Task details> Look through the records below and state how many lines carry the string "water", adding nothing.

[Stored items from a collection]
= Beginning of Section =

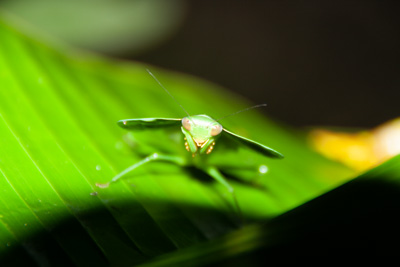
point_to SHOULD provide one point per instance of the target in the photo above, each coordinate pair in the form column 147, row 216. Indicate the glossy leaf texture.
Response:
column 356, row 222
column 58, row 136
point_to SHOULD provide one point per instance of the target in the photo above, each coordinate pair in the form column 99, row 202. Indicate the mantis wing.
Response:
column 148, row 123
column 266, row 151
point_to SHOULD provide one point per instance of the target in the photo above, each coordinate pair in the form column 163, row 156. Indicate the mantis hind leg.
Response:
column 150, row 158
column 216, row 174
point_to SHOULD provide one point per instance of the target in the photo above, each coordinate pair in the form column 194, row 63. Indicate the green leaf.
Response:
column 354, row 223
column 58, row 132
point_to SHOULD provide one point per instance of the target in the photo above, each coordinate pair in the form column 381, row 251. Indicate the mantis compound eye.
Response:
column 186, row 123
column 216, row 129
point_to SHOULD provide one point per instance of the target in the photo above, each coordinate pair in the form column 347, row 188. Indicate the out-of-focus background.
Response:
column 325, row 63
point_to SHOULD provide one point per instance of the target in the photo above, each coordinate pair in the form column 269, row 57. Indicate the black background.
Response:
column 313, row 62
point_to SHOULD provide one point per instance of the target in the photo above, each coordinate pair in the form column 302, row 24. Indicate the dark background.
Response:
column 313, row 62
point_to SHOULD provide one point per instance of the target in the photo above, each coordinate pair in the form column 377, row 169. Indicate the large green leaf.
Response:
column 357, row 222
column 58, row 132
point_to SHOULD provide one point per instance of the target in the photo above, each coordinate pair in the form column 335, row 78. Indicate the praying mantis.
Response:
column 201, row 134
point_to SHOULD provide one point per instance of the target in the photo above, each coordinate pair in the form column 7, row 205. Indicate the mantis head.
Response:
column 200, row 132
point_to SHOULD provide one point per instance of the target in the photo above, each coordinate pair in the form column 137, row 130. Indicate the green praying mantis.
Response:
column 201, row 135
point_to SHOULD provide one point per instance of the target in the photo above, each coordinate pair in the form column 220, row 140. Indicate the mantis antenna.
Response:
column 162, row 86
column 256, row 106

= End of Section =
= Beginning of Section =

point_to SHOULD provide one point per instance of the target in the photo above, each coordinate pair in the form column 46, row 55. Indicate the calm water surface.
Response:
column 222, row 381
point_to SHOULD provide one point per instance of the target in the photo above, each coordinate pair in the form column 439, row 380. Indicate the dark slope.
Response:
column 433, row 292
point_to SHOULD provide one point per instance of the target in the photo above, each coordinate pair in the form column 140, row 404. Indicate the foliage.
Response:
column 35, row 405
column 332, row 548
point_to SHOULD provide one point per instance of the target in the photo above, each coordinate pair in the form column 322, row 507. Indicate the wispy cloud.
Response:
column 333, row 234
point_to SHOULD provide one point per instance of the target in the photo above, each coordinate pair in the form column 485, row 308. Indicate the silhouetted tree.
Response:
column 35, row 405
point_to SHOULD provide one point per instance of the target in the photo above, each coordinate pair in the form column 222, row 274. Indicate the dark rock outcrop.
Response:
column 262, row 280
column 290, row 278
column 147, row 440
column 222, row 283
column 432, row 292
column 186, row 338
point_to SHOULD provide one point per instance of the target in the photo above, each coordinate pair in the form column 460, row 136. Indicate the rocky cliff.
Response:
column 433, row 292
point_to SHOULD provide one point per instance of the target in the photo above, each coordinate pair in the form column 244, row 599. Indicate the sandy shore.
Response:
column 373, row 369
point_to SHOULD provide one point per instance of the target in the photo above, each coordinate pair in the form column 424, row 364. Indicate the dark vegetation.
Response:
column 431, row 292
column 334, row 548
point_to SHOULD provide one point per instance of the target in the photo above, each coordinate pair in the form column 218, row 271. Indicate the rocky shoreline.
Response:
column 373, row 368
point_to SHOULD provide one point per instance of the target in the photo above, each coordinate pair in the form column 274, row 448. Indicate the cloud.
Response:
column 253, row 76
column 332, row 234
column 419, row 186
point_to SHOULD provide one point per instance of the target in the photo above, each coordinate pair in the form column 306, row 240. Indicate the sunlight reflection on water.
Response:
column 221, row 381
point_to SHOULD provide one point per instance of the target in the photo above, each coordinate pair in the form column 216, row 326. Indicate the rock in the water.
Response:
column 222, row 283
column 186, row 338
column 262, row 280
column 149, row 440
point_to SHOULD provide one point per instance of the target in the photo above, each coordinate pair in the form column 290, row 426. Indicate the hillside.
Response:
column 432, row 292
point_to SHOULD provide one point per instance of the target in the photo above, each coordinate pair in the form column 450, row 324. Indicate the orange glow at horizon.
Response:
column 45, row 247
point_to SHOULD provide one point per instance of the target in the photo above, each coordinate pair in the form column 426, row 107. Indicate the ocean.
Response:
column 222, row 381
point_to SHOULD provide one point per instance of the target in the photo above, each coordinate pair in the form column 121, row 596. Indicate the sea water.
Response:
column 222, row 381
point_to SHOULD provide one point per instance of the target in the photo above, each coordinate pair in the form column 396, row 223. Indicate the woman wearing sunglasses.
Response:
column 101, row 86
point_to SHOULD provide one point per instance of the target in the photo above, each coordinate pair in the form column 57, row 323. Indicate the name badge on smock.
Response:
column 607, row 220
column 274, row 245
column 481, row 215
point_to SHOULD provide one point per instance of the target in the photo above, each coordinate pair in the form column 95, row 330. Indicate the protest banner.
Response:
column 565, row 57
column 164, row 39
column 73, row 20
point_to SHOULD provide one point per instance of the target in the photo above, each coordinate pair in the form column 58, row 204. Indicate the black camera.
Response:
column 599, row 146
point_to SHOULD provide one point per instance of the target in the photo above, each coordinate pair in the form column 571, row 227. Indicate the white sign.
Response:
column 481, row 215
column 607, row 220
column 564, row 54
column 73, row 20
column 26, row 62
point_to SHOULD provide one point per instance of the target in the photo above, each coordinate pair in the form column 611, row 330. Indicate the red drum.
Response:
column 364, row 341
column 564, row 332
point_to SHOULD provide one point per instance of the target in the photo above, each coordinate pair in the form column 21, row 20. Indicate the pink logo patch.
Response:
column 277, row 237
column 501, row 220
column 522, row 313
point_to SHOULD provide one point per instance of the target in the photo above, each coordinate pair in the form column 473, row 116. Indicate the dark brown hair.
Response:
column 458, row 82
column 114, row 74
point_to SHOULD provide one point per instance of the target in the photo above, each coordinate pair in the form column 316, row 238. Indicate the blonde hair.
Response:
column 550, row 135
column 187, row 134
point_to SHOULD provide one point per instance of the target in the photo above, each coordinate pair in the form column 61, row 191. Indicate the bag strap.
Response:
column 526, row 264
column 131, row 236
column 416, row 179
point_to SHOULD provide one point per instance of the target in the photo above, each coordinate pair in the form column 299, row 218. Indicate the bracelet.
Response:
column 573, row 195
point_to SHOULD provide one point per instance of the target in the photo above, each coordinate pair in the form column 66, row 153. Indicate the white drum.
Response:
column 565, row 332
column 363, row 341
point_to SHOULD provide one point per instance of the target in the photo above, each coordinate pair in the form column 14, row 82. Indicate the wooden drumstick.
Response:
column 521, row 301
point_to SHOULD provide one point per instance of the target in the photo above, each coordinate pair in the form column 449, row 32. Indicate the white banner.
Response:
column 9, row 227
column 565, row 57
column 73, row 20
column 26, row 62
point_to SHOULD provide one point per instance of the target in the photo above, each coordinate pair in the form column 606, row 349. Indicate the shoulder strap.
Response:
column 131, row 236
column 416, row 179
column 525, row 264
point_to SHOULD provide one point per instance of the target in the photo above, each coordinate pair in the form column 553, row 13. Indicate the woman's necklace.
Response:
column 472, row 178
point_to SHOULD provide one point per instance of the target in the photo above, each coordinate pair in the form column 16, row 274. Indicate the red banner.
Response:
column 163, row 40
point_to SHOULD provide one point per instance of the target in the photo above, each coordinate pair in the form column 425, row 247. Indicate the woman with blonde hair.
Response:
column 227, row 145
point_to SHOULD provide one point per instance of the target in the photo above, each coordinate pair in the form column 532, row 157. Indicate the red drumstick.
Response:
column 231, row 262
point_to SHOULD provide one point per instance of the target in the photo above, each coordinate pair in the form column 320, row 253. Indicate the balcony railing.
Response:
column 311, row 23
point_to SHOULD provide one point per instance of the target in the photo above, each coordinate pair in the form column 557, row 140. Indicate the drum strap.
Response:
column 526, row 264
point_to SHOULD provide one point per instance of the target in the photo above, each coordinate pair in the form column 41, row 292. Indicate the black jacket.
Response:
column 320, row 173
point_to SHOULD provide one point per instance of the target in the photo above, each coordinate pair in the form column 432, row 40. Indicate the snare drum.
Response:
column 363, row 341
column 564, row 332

= End of Section =
= Beginning of Section =

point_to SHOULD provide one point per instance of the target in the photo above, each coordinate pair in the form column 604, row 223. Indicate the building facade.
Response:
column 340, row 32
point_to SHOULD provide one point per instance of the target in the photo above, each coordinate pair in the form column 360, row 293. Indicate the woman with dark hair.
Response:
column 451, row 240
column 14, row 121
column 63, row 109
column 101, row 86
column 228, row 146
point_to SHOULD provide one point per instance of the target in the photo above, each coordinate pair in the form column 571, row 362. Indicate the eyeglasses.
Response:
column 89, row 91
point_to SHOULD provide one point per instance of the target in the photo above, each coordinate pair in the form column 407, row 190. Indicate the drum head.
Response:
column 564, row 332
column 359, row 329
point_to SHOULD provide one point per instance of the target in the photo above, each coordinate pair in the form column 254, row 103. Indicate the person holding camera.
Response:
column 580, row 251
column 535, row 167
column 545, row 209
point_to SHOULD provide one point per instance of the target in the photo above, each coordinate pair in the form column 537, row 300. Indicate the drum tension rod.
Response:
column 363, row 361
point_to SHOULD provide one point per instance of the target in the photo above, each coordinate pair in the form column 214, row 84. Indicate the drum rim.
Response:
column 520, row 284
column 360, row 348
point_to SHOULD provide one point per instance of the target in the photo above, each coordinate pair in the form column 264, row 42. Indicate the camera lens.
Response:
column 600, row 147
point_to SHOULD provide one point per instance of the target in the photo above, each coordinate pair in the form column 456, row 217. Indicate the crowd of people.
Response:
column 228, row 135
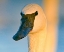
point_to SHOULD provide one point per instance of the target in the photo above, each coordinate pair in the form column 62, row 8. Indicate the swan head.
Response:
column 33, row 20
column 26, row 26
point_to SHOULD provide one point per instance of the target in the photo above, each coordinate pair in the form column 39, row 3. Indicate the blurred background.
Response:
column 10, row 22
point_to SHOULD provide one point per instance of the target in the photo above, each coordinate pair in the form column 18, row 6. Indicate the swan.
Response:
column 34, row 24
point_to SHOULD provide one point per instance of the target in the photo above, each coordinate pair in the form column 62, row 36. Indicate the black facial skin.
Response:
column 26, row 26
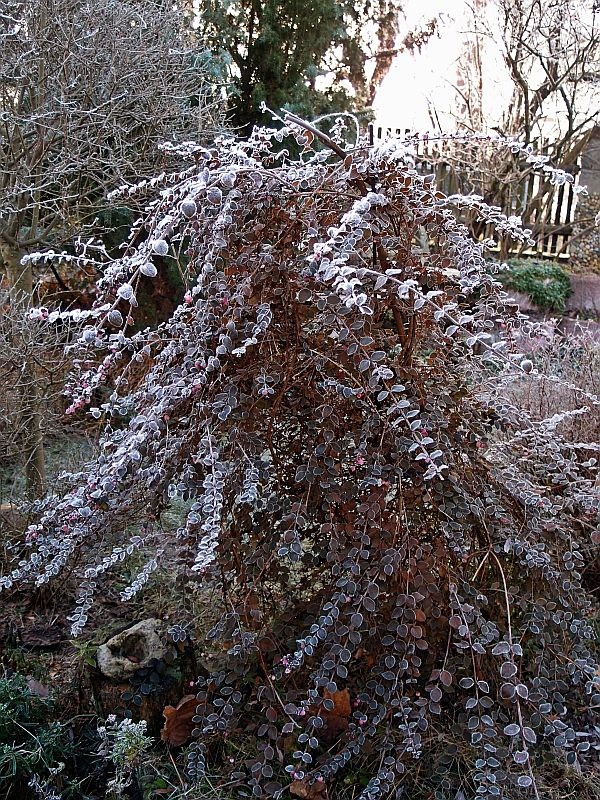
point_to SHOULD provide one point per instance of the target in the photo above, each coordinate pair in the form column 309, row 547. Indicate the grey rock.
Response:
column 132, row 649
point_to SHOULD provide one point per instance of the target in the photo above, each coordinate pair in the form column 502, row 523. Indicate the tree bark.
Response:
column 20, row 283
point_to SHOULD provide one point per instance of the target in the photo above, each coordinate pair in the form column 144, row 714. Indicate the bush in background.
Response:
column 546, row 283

= End of Section =

Task solution> 4